Source excerpt:
>> begin

# Outdoors > Gear and Equipment >  Which headlamp to buy???

## Manchester

Looking for recommendations for a new headlamp. Will be used for hunting, tramping , running, kids playing hide and seek etc.

Previously had led lenser but looking for alternatives. 

Budget is say up to $150

Prefer to avoid ones with exposed wire cables that get caught on things (childrens fingers....)

Thanks, Tom

----------


## MSL

Nitecore HC35 from @terryf,  awesome light, incredibly bright on the highest settings, and really good on battery life.  My requirements were much the same as yours.


Sent from my iPhone using Tapatalk

----------


## ROKTOY

Zebralight, 18650 or AA battery options, good run times, options for flood or pencil beam depending on preference. No wires. reasonably lightweight.
Or a Maxtoch if you can find one.

----------


## Manchester

Got given a maxtoch for my 40th, and it completely blew me away. Took a look to see if I could get one of their headlamps locally but nothing on google.

Thanks for the suggestions

----------


## caberslash

Get a Petzl Tac Tikka Core.

They give out 450 Lumen on Max, have Red light and strobe function too.

Takes the Core battery which is rechargeable but also 3 AAA batteries in a pinch.

Bloody small and light too, only trouble is that they tend to go walkies!

----------


## Marty Henry

I use one of the ever ready energizer cheapies as a walking and camp torch, the multiple lenses give a much better illumination of the ground when walking. I cant see the point of a big grunty heavy one with hundreds of metres range as I can't shoot with it because is pointing in the wrong direction and any way that's what I got the x2 maxtoch for.

----------


## terryf

Have a look at the Nitecore HC65, its within your budget and made from solid aluminium.
1000 lumens with red and white auxilliary light. Also has SOS and location flashing beacon.
Comes with a 3400mAh 18650 battery and is USB rechargeable. Weight is 65 odd grams.
5 year warranty

No wires as the battery sits in the main housing.

----------


## Tahr

> Have a look at the Nitecore HC65, its within your budget and made from solid aluminium.
> 1000 lumens with red and white auxilliary light. Also has SOS and location flashing beacon.
> Comes with a 3400mAh 18650 battery and is USB rechargeable. Weight is 65 odd grams.
> 5 year warranty
> 
> No wires as the battery sits in the main housing.


 @terryf I have private messaged you - need something urgently if you can help.

----------


## GWH

Yep 18650 powered is the way to go,  love my Nitecore!

----------


## Shearer

https://www.aliexpress.com/item/3283...27424c4dSXeaos
I would be surprised if you are not happy with one of these. Every bit as good as my Zebra Light and for a fraction of the price.

>> end

What you should do: Copy the headlamp thread again, beginning at the words "# Outdoors >" and stopping after "things (childrens fingers....)", and substitute "head torch" for every "headlamp".

Provided data:
>> begin

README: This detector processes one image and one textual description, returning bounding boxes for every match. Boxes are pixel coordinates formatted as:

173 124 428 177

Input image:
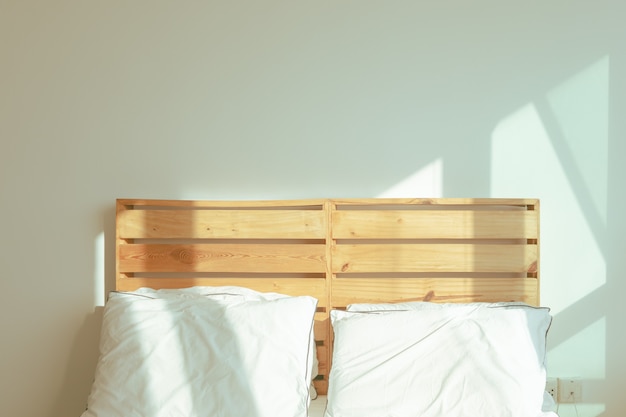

>> end

Result of the exercise:
# Outdoors > Gear and Equipment >  Which head torch to buy???

## Manchester

Looking for recommendations for a new head torch. Will be used for hunting, tramping , running, kids playing hide and seek etc.

Previously had led lenser but looking for alternatives. 

Budget is say up to $150

Prefer to avoid ones with exposed wire cables that get caught on things (childrens fingers....)